### Stated goal
Reproduce the material below line for line, without changing a word, and leave the pictures out.

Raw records
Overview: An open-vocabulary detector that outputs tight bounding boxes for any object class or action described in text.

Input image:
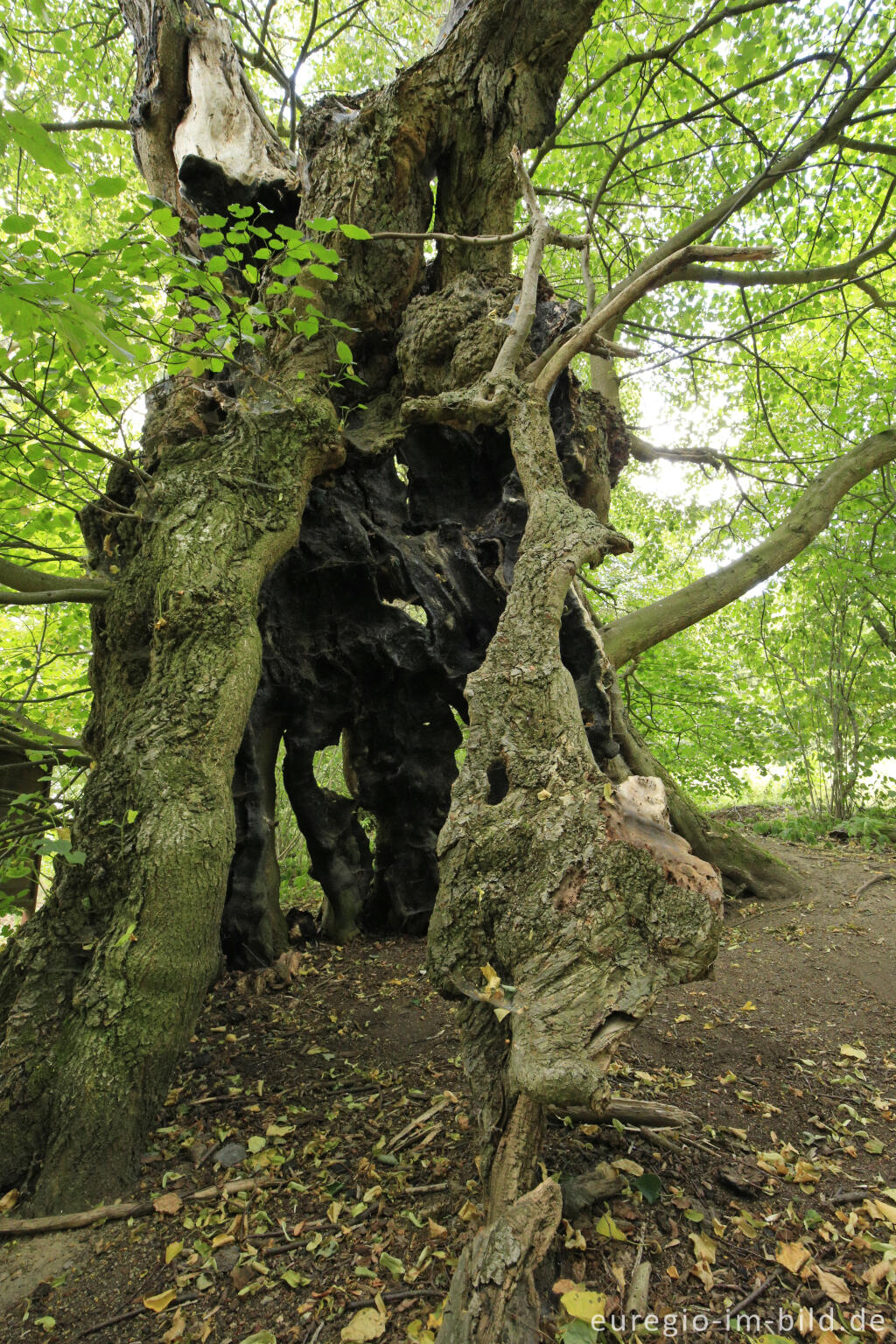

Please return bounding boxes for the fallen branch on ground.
[548,1096,701,1129]
[0,1176,284,1236]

### Task response
Overview: An open-vocabulary detector that outputs tight bounding boxes for any object class or action described in text.

Input image:

Please return bounding boxes for the fallen branch on ground.
[548,1096,701,1129]
[0,1176,284,1236]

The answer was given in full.